**Directions:**
Give the listing below as a numbered list, one item per line, leaving out any blank lines.

**Data provided:**
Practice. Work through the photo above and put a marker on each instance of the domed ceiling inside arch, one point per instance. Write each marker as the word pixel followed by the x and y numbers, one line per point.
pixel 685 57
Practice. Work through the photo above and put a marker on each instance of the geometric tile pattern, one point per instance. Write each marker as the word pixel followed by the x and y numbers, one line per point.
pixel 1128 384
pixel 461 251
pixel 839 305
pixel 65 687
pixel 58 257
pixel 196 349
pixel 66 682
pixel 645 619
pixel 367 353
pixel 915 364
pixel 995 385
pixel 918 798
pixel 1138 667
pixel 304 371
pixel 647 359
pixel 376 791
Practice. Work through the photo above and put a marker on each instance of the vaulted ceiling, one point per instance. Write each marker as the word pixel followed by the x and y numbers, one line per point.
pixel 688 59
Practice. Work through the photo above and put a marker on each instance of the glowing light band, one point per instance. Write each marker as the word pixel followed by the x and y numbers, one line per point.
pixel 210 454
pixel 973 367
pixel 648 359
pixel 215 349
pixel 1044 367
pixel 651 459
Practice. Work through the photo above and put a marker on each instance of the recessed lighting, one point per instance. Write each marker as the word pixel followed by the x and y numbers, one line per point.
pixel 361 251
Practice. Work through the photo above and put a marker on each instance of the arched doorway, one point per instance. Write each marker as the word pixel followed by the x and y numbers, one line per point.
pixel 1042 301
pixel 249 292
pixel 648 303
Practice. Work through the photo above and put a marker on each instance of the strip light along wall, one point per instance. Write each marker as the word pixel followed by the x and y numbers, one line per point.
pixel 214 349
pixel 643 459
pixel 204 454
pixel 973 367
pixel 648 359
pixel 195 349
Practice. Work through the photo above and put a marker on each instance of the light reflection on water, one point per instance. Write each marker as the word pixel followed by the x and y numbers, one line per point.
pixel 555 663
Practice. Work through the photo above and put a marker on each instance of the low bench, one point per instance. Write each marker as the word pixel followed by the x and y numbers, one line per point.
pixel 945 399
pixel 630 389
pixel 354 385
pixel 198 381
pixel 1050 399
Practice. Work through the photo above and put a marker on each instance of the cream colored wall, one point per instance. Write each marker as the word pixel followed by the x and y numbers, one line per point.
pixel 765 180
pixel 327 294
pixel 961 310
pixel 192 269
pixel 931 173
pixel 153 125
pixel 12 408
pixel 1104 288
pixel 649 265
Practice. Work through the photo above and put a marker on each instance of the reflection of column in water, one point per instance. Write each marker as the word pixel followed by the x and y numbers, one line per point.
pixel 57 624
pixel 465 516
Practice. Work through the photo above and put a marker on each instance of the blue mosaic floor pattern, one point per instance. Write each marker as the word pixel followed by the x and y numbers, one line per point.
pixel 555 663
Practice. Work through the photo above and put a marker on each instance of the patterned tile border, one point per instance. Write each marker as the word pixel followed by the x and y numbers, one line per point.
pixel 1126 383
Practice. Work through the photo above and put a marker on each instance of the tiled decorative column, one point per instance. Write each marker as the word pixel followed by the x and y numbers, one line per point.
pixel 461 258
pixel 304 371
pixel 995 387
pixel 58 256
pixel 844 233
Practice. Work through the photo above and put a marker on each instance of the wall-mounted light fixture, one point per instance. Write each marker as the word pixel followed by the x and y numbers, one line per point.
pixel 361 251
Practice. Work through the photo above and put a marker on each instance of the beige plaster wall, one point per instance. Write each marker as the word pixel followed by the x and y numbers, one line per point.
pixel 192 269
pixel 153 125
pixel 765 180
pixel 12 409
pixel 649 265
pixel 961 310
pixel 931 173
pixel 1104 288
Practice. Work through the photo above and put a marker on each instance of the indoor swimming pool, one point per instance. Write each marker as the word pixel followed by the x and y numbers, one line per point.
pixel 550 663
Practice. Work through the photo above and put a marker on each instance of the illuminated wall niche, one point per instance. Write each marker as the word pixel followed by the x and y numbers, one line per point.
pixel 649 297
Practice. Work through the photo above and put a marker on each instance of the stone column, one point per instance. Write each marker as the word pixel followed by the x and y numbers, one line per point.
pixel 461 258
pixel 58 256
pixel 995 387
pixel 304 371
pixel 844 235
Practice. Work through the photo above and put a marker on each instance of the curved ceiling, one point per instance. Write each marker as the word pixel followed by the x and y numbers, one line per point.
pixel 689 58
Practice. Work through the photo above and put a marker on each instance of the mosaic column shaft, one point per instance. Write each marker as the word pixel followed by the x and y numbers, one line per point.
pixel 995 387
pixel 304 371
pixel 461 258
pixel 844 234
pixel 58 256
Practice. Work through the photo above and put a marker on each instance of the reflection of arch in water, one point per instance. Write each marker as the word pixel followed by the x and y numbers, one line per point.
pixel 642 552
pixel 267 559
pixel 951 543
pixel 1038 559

**Result below:**
1. Practice. Work through the photo above and put a marker on each instance of the domed ceiling inside arch, one point per instance. Write each marker as the word pixel followed by the x and y numbers, one line per point.
2. pixel 685 57
3. Practice. Work through the photo above and put a marker on each instance of the geometric tile pattern, one point per instance. Write each marker as the word pixel followed by the x and y numbers, one line per point.
4. pixel 1128 384
5. pixel 461 251
6. pixel 839 305
7. pixel 65 687
8. pixel 58 257
9. pixel 196 349
10. pixel 66 682
11. pixel 645 619
12. pixel 367 353
13. pixel 915 364
14. pixel 995 385
15. pixel 918 798
16. pixel 1138 667
17. pixel 304 371
18. pixel 647 359
19. pixel 376 791
20. Practice. Work through the photo above and put a marker on each instance of the vaulted ceiling, one point per instance. Write each marker as the word pixel followed by the x and y numbers, one line per point.
21. pixel 688 59
22. Practice. Work through the photo above and put a marker on each instance of the glowing light band, one point per instance. Write each marker as the word pixel followed by the x and y numbers, one line per point.
23. pixel 210 454
24. pixel 973 367
25. pixel 648 359
26. pixel 215 349
27. pixel 1044 367
28. pixel 651 459
29. Practice. Work through the photo above and put a marker on each instance of the recessed lighting, one point per instance. Write each marker as the word pixel followed by the x and y numbers, one line per point.
30. pixel 361 251
31. Practice. Work through the photo above and put a marker on each instance of the arched doorway, one point per instance. Write each marker as the word pixel followed by the x and y numbers, one line per point.
32. pixel 1042 301
33. pixel 249 292
34. pixel 648 303
35. Practice. Work through the photo above and put a marker on each instance of the strip light along wall, one point per instance. Write each marker as the word pixel followed by the x and y numbers, one line per point.
36. pixel 214 349
37. pixel 643 459
38. pixel 204 454
39. pixel 973 367
40. pixel 648 359
41. pixel 195 349
42. Practice. Work through the photo above and put a marker on each instance of the light reflection on water, one point per instance. Write each marker as the word pixel followed by the x and y numbers, one line per point.
43. pixel 555 663
44. Practice. Work through the photo above and put a marker on each instance of the low bench, one point per instance. Write each marker as the word pixel followed by the x and y numbers, one line per point.
45. pixel 945 399
46. pixel 630 389
47. pixel 354 385
48. pixel 198 381
49. pixel 1050 399
50. Practice. Work through the photo above and put a marker on each instance of the cream colored wall, one point per instance. Write each marker as the word pixel followed by the x and y numbers, one line per point.
51. pixel 765 180
52. pixel 327 294
53. pixel 961 310
54. pixel 192 269
55. pixel 931 173
56. pixel 153 125
57. pixel 12 408
58. pixel 1104 288
59. pixel 649 265
60. Practice. Work through the photo above and put a marker on each instance of the reflection of column in water, one point per instance. Write each marker as the word pixel followed by the x and y numbers, one line per point.
61. pixel 57 624
62. pixel 465 516
63. Practice. Work through the photo above and put a marker on each instance of the blue mosaic floor pattern, one point per instance. Write each marker as the word pixel followed by the x and y numbers, one line per point.
64. pixel 555 663
65. Practice. Work through the photo above and put a marker on each instance of the patterned tile border, one point per instance. Write each marker as the word pixel followed by the x and y numbers, one line per point.
66. pixel 1126 383
67. Practice. Work through the photo above and put a marker on each instance of the tiled decorative column, one point per instance. Write each marker as the word pixel followed by the x and y numbers, one line per point.
68. pixel 461 258
69. pixel 304 371
70. pixel 995 387
71. pixel 58 256
72. pixel 844 233
73. Practice. Work through the photo above and put a marker on each instance of the wall-mounted light fixture, one point per instance. Write each marker as the word pixel followed by the x and y numbers, one line per point.
74. pixel 361 251
75. Practice. Work through the photo above and put a marker on each instance of the beige plaster wall, one point per instance. Write each marker as the word pixel followed by the x and y numbers, one line per point.
76. pixel 192 269
77. pixel 153 125
78. pixel 765 180
79. pixel 12 409
80. pixel 649 265
81. pixel 961 310
82. pixel 931 173
83. pixel 1104 288
84. Practice. Work through the photo above and put a marker on each instance of the indoor swimming pool, one point per instance. Write each marker as the word pixel followed by the x and y numbers, one line per point.
85. pixel 550 663
86. Practice. Work through the photo above and put a marker on each instance of the illuminated wall niche, one point per instance. Write each marker as the word pixel followed by the x and y numbers, one line per point.
87. pixel 649 297
88. Practice. Work through the photo above and put a marker on each instance of the stone column, one point per instance. Write each marker as the word pixel followed by the x and y numbers, one line per point.
89. pixel 461 258
90. pixel 58 256
91. pixel 995 387
92. pixel 304 371
93. pixel 844 235
94. Practice. Work through the photo above and put a marker on each instance of the curved ceiling, one point per instance. Write each marker as the word pixel followed by the x and y numbers, one line per point.
95. pixel 689 58
96. Practice. Work through the photo above and put a marker on each instance of the mosaic column shaft, one point per instance. Write each marker as the word pixel followed by the x and y numbers, one line per point.
97. pixel 995 387
98. pixel 304 371
99. pixel 461 258
100. pixel 844 234
101. pixel 58 256
102. Practice. Work through the photo above and put a marker on each instance of the reflection of arch in water, one point per instance. Write each marker as the word pixel followed by the x and y numbers, one line per point.
103. pixel 642 552
104. pixel 267 559
105. pixel 951 543
106. pixel 1038 559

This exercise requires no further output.